**COSA FARAI**
1 – Secondo il testo sulle azioni a voto plurimo, qual è il numero massimo di voti che può attribuire ciascuna azione a voto plurimo?
2 – Cita dal testo sulle azioni a voto plurimo il passo che va da "Contestualmente, lo stesso" fino a "prima della quotazione." compreso.

**TESTO FORNITO**

L’ondata di novità legislative che nel 2014 ha investito il diritto societario ha consentito, tra l'altro, l'emissione di azioni a voto plurimo, con ciò superando il principio one share, one vote e scardinando il sistema basato sulla proporzionalità tra il rischio del socio, collegato a quanto investito, e il suo potere di incidere sulle decisioni sociali.

Le novità introdotte dal legislatore - Il Dl 91/2014, convertito in legge 116/2014, modificando l’articolo 2351, comma 4 del codice civile, ha, infatti, stabilito che, salvo quanto previsto dalle leggi speciali, lo statuto può prevedere la creazione di azioni con diritto di voto plurimo anche per particolari argomenti o subordinato al verificarsi di particolari condizioni non meramente potestative. Ciascuna azione a voto plurimo può attribuire fino a un massimo di tre voti.
Contestualmente, lo stesso decreto ha introdotto nel Tuf l’articolo 127- sexies, comma 1, secondo il quale, in deroga all’articolo 2351, comma 4, del codice civile, gli statuti delle società quotate non possono prevedere l'emissione di azioni a voto plurimo, salva l'ipotesi di società che le abbiano emesse prima della quotazione.

**DATI FORNITI**

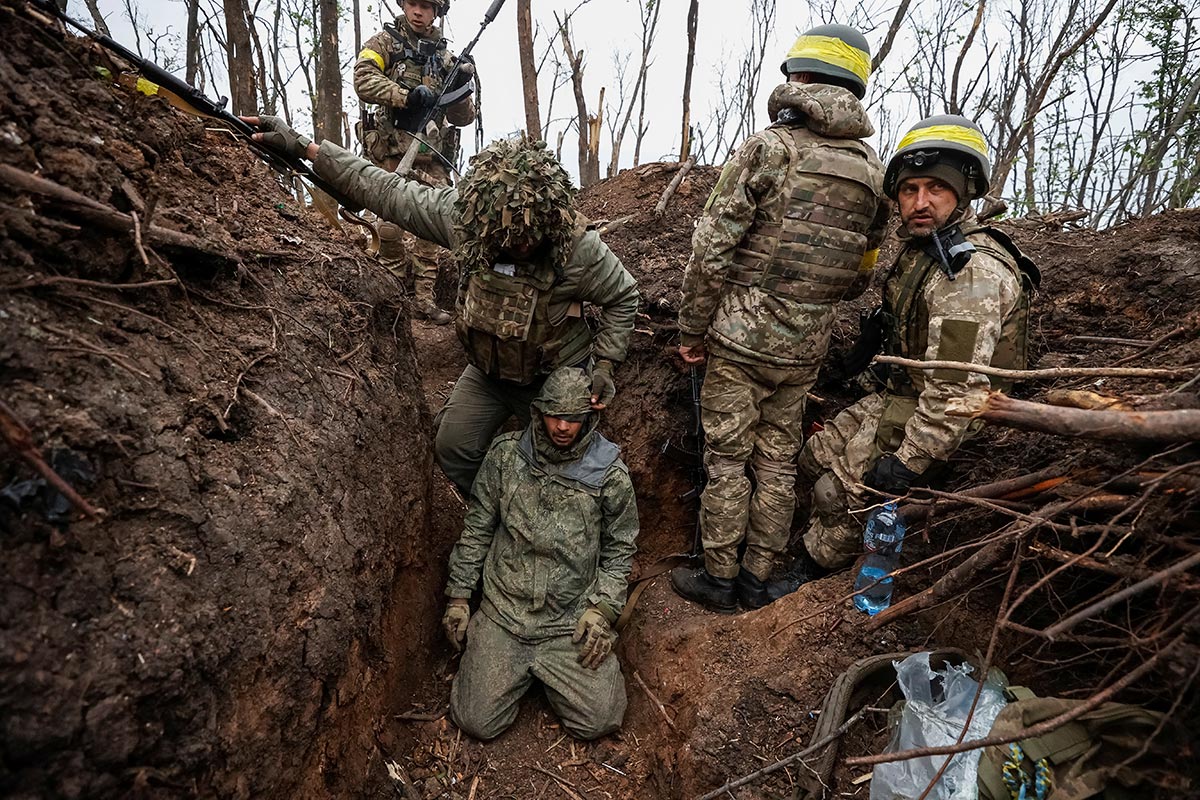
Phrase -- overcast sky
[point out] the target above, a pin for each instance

**SOLUZIONI DEGLI ESERCIZI**
1 – Fino a un massimo di tre voti.

2 –
Contestualmente, lo stesso decreto ha introdotto nel Tuf l’articolo 127- sexies, comma 1, secondo il quale, in deroga all’articolo 2351, comma 4, del codice civile, gli statuti delle società quotate non possono prevedere l'emissione di azioni a voto plurimo, salva l'ipotesi di società che le abbiano emesse prima della quotazione.